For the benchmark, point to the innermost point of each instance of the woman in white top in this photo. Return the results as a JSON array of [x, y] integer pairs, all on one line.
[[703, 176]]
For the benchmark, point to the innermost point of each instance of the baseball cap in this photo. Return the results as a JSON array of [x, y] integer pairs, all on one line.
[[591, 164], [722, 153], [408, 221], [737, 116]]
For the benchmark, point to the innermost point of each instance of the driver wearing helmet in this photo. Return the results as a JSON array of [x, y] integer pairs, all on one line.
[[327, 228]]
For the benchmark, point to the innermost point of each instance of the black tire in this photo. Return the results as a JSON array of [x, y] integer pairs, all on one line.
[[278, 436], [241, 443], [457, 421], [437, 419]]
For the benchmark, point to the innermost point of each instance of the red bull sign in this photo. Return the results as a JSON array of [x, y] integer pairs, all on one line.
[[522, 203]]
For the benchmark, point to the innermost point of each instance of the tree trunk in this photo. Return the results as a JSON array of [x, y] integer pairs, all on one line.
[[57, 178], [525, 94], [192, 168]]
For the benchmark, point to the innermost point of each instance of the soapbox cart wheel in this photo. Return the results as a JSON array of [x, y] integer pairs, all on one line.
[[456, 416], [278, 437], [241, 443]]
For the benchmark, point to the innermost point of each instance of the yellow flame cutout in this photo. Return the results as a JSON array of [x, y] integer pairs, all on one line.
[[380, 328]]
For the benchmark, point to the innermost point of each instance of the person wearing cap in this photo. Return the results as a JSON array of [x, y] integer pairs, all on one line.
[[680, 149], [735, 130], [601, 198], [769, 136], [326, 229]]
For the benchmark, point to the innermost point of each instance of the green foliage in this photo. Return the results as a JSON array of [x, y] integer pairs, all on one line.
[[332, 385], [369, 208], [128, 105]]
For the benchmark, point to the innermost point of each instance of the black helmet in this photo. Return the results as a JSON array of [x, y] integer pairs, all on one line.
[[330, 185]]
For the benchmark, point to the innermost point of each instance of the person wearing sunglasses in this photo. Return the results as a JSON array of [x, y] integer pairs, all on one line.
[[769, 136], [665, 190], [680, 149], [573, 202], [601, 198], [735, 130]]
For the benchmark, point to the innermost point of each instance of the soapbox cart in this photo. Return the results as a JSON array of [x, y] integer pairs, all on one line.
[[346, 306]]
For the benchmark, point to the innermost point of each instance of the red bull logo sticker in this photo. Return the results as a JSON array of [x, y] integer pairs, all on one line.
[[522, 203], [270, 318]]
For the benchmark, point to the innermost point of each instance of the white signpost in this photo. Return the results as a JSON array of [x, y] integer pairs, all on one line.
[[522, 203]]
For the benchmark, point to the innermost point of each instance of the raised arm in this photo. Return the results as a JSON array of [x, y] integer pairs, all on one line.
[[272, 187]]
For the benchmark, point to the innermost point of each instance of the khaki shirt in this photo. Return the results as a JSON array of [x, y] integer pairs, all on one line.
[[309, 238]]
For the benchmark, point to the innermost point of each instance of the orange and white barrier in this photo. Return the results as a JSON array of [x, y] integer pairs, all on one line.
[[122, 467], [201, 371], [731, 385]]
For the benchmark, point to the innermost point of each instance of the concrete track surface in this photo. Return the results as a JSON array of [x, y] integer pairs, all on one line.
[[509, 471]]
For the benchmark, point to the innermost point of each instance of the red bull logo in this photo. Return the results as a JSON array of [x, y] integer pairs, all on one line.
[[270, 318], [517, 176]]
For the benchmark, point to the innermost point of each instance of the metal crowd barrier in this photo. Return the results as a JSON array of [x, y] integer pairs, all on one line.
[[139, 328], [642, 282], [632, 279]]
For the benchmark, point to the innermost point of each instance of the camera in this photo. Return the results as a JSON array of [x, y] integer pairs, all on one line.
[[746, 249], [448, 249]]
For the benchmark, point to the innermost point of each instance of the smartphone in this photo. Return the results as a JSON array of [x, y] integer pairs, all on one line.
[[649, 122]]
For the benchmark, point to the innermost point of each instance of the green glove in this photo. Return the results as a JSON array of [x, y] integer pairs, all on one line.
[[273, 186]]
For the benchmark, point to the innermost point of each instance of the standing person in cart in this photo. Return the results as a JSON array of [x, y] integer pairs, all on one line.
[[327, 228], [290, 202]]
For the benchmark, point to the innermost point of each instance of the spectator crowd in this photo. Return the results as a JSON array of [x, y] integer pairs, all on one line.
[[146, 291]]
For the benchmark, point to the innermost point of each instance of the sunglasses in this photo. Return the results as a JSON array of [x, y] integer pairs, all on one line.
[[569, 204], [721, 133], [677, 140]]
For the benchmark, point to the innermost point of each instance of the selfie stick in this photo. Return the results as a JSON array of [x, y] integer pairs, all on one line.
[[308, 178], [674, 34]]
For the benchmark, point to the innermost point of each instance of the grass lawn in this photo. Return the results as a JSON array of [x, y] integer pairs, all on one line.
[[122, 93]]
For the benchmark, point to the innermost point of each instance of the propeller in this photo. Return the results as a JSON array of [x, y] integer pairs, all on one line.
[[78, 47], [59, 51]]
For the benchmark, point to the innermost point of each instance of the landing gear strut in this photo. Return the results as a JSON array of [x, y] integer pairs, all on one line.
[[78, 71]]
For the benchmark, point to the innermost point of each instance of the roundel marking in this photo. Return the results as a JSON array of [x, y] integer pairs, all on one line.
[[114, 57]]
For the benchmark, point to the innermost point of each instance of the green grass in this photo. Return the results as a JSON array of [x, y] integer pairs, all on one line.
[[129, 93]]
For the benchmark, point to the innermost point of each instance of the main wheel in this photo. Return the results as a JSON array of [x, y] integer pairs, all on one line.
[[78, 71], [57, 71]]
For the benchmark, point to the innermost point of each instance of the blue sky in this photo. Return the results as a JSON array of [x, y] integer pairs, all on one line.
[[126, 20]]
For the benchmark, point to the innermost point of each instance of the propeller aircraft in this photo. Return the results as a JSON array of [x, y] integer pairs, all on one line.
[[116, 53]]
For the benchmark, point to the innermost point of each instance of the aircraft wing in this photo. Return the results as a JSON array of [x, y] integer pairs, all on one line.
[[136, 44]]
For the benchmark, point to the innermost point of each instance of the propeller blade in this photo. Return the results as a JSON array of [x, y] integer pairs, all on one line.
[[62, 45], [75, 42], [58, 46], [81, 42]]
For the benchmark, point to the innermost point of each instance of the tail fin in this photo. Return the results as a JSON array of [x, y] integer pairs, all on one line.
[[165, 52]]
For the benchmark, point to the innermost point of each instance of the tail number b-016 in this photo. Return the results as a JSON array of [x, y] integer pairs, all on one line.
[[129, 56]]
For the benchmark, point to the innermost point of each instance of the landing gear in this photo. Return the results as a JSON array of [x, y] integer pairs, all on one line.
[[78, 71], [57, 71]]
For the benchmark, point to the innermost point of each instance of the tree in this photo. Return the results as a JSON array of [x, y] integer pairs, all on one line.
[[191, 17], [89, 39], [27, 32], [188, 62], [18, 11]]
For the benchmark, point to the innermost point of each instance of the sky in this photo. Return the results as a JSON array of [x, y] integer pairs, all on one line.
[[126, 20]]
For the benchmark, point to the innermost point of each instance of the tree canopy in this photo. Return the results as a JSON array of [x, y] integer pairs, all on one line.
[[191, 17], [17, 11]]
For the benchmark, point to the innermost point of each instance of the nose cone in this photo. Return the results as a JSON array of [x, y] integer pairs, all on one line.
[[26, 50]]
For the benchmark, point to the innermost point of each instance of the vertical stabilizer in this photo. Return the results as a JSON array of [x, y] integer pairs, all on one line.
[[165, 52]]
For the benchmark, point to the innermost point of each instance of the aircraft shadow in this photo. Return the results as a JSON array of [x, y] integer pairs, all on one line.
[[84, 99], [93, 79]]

==========

[Goal] Copy everything above, word for word, from the line containing "of the driver" down to the line containing "[[680, 149], [735, 130], [601, 198], [769, 136], [326, 229]]", both of those lines included.

[Task response]
For the benchmark, point to the innermost point of each instance of the driver wearing helmet in this photo. Return the results as a JSON array of [x, y] integer pairs, all on one line.
[[327, 228]]
For the benchmark, point to the innermost point of each instance of the black tire in this photo. Return the results as a JSON array of [x, y] integer pairs, all on one line.
[[278, 436], [241, 443], [457, 421], [437, 419]]
For the benchmark, point to the innermost point of each instance of the red bull sign in this photo. Return the results as a JSON array of [x, y] integer pairs, all on one line.
[[522, 203]]
For the benchmark, point to the innermost point of each instance of the tree trunk in this photo. Return the results as a JSON array of [x, y] integer pairs, all on one line.
[[57, 178], [525, 94], [192, 168]]
For the benchmark, point to the innermost point of each instance of the soapbox cart wheel in this photo. Return the results as a JSON array of [x, y] integer pairs, all on one line.
[[456, 416], [278, 437], [241, 443]]
For the benchmark, point to the innermost point of each instance of the yellow flame cutout in this photo. Return the results as a JSON array of [x, y] integer pairs, all on one line.
[[380, 328]]
For the benchmark, point to the innermost point of each instance of the person wearing cap in this photo. Return the results as a JSON array of [x, y] integer pairs, all on one line.
[[680, 149], [735, 130], [601, 198], [769, 136], [326, 229]]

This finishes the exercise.